Exercises
[a] From the biography of Archie G. Worthing below, name all of his children.
[b] Pull out every line of the records that contains the word "window", paying attention to case.
* Start Extract provided *
- Born: February 6, 1881 LeRoy, Wisconsin
- Died: July 30, 1949 (aged 68)
- Education: Ph.D. (1911)
- Alma mater: University of Wisconsin, University of Michigan
- Spouse: Exie Lillian Witherbee
- Children: Marion, Helen, Robert
- Parents: Arthur James Worthing (father); Loella McNight (mother);
- Scientific career
- Fields: Physics
- Institutions: Nela Research Labs University of Pittsburgh
- Thesis: Some Thermodynamic Properties of Air and of Carbon

= Archie G. Worthing =

American physicist

Archie Garfield Worthing (February 6, 1881 – July 30, 1949) was an American physicist. Starting in 1925 he served as head of the physics department at the University of Pittsburgh, and was president of the Optical Society of America during 1941–42.

==Biography==
Worthing was born on February 6, 1881, in LeRoy, Wisconsin, the son of Arthur James Worthing and Loella McNight. In 1900, he graduated from the State Normal School in Oshkosh, Wisconsin, then taught grammar school in Brandon, Wisconsin during 1900–1901 to earn enough money to attend college. Worthing matriculated to the University of Wisconsin, graduating with a B.A. in 1904. In 1905 he was married to Exie Lillian Witherbee; they would have three children: Marion, Helen, and Robert.

He worked as a physics assistant at the University of Wisconsin from 1904 until 1906, then as an acting instructor in physics at the State University of Iowa (SUI) until 1909. Having earned enough money, he attended SUI graduate school starting in 1908, then studied for his Ph.D. at the University of Michigan. He received his doctorate in 1911 with a thesis titled, Some Thermodynamic Properties of Air and of Carbon.
* End Extract provided *
* Start Data shown *
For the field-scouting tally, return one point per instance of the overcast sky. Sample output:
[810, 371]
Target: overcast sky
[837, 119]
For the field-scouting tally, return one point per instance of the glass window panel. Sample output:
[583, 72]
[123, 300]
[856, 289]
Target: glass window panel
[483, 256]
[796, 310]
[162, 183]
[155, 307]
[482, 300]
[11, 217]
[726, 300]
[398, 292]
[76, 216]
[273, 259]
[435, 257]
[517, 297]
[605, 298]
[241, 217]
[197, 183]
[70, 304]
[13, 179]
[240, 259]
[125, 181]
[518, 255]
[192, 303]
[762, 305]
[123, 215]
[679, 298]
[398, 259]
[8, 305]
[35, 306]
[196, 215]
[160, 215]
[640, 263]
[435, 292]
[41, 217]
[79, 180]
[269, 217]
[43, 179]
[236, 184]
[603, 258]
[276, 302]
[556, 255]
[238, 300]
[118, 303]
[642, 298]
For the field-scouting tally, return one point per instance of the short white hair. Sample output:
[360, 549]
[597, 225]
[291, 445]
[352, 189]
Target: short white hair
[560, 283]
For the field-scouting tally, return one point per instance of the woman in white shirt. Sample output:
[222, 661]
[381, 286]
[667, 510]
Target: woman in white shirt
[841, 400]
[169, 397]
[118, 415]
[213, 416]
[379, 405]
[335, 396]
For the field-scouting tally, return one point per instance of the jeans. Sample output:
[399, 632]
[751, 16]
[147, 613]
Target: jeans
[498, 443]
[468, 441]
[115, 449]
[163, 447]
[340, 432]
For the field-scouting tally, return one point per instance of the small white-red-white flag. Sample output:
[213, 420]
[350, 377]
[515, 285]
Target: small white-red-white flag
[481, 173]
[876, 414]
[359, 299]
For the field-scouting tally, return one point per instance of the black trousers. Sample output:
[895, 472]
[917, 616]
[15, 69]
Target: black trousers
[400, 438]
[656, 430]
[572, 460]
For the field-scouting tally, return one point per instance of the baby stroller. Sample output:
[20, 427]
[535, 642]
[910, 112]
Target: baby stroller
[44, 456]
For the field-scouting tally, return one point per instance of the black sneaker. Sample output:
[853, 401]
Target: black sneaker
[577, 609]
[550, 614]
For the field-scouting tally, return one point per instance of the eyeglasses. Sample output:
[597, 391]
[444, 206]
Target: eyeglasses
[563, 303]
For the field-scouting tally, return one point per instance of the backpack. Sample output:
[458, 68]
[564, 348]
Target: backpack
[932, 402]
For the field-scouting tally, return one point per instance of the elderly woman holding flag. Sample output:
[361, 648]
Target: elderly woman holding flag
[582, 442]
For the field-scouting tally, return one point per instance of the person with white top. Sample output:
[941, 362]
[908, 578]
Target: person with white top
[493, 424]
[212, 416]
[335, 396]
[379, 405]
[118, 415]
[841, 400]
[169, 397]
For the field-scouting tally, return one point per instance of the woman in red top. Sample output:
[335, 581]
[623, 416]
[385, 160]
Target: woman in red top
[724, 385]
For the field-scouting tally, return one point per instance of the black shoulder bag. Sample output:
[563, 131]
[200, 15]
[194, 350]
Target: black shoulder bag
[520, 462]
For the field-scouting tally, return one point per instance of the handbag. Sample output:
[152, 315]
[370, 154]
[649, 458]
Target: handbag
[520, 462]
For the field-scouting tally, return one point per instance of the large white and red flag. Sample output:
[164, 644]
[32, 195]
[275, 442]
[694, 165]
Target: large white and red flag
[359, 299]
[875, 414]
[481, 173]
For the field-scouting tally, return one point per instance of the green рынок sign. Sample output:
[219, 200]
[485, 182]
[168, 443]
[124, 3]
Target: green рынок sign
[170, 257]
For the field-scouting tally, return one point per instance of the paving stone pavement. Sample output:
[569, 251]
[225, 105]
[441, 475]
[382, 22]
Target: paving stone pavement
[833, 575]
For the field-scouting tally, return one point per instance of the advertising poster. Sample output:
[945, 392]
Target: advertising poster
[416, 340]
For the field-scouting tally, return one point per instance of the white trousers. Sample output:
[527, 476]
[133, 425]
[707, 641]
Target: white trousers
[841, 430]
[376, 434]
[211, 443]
* End Data shown *
Responses per task
[a] Marion, Helen, Robert

[b]
For the field-scouting tally, return one point per instance of the glass window panel. Sample output:
Target: glass window panel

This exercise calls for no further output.